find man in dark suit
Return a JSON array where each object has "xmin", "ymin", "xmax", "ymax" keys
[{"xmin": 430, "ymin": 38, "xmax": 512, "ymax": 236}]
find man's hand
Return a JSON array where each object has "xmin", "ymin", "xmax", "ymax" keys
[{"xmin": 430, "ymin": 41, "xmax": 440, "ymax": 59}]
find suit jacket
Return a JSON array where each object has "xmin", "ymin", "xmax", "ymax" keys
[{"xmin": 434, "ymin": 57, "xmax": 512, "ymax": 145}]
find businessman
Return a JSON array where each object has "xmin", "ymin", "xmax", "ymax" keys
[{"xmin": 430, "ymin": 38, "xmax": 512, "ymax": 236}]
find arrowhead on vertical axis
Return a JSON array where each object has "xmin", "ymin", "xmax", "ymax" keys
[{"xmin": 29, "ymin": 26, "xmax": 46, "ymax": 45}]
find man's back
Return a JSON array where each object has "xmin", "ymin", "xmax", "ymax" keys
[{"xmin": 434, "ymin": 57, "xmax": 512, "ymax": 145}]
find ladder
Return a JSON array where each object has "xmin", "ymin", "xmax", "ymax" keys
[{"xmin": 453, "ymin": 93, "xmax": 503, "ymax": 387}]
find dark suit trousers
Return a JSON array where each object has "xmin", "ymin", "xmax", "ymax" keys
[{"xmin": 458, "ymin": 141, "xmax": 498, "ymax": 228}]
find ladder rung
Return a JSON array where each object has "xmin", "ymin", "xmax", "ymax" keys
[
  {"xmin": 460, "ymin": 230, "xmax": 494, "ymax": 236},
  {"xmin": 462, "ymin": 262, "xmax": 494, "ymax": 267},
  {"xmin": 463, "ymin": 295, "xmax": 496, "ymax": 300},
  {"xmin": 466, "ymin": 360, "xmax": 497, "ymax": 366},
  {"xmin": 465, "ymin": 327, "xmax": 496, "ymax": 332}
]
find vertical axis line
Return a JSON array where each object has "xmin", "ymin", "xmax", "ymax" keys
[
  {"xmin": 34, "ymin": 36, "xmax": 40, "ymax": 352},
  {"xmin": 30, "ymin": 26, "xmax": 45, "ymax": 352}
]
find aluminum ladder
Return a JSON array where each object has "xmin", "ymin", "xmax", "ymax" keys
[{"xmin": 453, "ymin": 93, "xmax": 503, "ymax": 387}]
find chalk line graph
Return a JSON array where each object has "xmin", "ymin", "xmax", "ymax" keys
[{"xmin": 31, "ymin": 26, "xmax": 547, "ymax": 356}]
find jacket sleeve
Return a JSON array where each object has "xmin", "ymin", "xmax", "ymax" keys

-*-*-

## EXERCISE
Could you return exactly the lines above from the line with "find man's hand" to the line with "find ladder rung", both included, and nothing else?

## SOLUTION TO THE EXERCISE
find man's hand
Return a JSON array where each object has "xmin", "ymin", "xmax", "ymax" keys
[{"xmin": 430, "ymin": 41, "xmax": 440, "ymax": 59}]
find suit jacket
Return a JSON array where each object has "xmin", "ymin", "xmax", "ymax" keys
[{"xmin": 434, "ymin": 57, "xmax": 512, "ymax": 145}]
find businessman
Return a JSON array where each object has "xmin", "ymin", "xmax", "ymax" keys
[{"xmin": 430, "ymin": 38, "xmax": 512, "ymax": 236}]
find arrowhead on vertical axis
Return a JSON array where each object has "xmin", "ymin", "xmax", "ymax" keys
[{"xmin": 29, "ymin": 26, "xmax": 46, "ymax": 45}]
find man's back
Return a JSON array where each object has "xmin", "ymin", "xmax", "ymax" keys
[{"xmin": 434, "ymin": 57, "xmax": 512, "ymax": 145}]
find ladder
Return a JSON array where each object has "xmin", "ymin", "xmax", "ymax" keys
[{"xmin": 453, "ymin": 93, "xmax": 503, "ymax": 387}]
find dark suit trousers
Return a JSON array where each object has "xmin", "ymin", "xmax", "ymax" keys
[{"xmin": 458, "ymin": 141, "xmax": 498, "ymax": 228}]
find ladder rung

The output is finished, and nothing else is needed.